■ GIVEN PASSAGE
=== Section Start ===

Summer is a time for children to have fun, relax and hang out with friends, but for some they had the opportunity to learn about the area around them and how Barton County has played a role in the oil and gas industry.
The Kansas Oil and Gas Museum is hosting a two-week summer camp for local children where they got the chance to learn about the oil and gas industry and how it has played an important role throughout the surrounding communities. The first week concludes today.
“The kids really enjoy the camp,” Museum Curator Danielle Ricklefs said. “Five of them have never been to a museum, so they are very excited about being here.”
The children were able to explore how oil and gas play a part in their daily lives, they learned about geology and how it plays a part in oil and gas drilling and they had the opportunity to explore the exhibits at the museum.
According to Ricklefs most of the children were able to attend this camp through private donations that were paid to the museum.
“It was by an happy accident that this happen this way.” Ricklefs said. “We had one person pay for their child and that child was not able to attend and the parent told me to keep the money and give to another child that could use it to attend the camp. After this, donations just started to come in.”
There is another camp scheduled for July. It, too, will be broken up over two weeks with two different themes and the cost is $25. According to Ricklefs there are plenty of seats available for the July installment.

=== Section End ===

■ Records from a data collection
=== Section Start ===

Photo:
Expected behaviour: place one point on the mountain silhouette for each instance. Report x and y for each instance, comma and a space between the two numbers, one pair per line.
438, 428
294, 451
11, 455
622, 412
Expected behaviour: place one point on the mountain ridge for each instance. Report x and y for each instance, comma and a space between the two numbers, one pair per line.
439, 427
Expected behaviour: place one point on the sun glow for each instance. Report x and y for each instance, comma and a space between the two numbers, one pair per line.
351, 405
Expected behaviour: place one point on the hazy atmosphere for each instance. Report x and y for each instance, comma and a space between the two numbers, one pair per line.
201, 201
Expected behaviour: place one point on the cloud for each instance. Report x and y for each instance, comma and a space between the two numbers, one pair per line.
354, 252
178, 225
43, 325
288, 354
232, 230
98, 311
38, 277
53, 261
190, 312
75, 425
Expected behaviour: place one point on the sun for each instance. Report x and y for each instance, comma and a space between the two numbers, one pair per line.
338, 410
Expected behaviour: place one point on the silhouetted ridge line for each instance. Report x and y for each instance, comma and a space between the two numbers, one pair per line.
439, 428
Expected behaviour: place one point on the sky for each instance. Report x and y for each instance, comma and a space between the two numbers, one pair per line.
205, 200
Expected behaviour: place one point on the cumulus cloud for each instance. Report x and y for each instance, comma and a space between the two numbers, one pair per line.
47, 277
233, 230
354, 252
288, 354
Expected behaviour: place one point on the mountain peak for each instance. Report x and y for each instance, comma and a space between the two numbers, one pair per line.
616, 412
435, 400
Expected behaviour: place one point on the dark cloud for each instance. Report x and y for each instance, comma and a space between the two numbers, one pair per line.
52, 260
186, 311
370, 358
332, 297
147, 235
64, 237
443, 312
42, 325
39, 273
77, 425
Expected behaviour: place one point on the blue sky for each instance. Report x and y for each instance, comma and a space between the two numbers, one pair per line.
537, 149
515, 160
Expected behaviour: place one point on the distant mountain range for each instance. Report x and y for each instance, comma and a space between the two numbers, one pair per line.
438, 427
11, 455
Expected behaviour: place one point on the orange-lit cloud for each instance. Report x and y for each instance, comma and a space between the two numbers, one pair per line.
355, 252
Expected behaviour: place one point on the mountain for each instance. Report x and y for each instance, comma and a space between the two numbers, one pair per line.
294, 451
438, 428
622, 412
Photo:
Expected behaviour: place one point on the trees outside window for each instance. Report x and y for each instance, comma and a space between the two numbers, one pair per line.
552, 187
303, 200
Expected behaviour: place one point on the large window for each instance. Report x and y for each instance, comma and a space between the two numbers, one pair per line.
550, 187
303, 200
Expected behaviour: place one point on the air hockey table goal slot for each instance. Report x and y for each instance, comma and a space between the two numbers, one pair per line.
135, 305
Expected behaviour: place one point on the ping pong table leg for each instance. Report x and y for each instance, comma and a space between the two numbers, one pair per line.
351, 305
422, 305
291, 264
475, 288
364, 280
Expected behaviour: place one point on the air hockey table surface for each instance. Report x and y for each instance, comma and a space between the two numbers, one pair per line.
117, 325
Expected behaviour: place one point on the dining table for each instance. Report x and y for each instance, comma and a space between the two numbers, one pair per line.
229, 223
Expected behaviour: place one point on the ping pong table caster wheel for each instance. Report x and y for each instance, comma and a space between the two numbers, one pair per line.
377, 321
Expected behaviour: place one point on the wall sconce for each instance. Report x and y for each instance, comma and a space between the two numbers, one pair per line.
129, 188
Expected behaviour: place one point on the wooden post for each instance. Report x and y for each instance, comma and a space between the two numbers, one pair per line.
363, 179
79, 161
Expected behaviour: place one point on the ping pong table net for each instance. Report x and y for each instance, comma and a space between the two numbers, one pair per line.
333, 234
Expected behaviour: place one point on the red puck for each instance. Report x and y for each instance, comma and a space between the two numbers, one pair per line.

=== Section End ===

Transcribe the passage of the museum camp article starting at "Summer is a" and ending at "week concludes today.".

■ ANSWER TO THIS PROBLEM
Summer is a time for children to have fun, relax and hang out with friends, but for some they had the opportunity to learn about the area around them and how Barton County has played a role in the oil and gas industry.
The Kansas Oil and Gas Museum is hosting a two-week summer camp for local children where they got the chance to learn about the oil and gas industry and how it has played an important role throughout the surrounding communities. The first week concludes today.